** BEGIN Input **

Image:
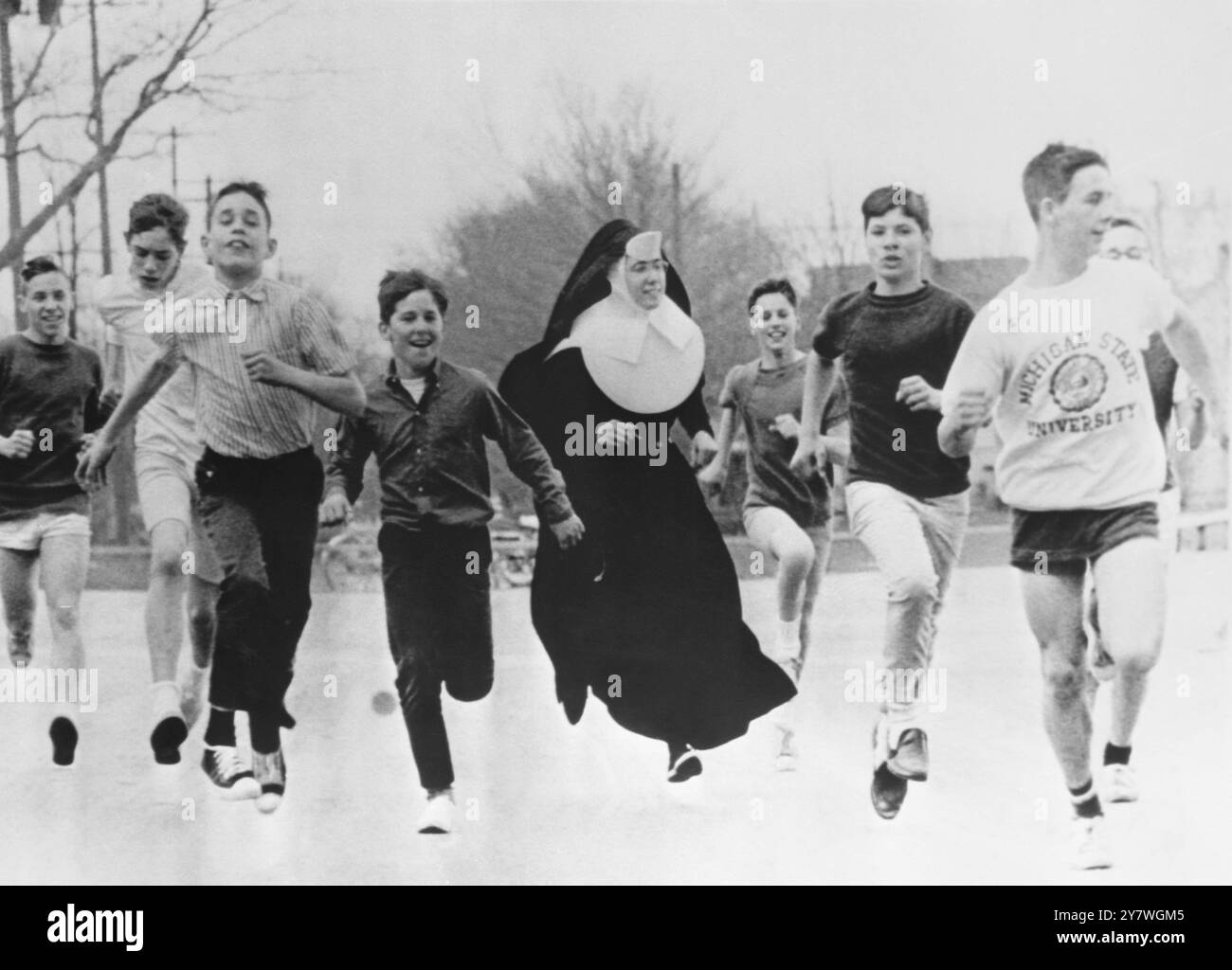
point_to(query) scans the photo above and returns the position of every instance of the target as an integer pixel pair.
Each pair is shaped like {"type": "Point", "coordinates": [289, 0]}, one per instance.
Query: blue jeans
{"type": "Point", "coordinates": [915, 543]}
{"type": "Point", "coordinates": [260, 514]}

** END Input **

→ Written instruction
Please extract every line of text from the records above, reproducing each one word for word and leaving out the pictures.

→ Result
Image:
point_to(query) scans the photo above and returns the position of every instance of the target as an integer pixel pair.
Each pair is shaped like {"type": "Point", "coordinates": [289, 0]}, one per instance.
Query: blue jeans
{"type": "Point", "coordinates": [915, 543]}
{"type": "Point", "coordinates": [260, 514]}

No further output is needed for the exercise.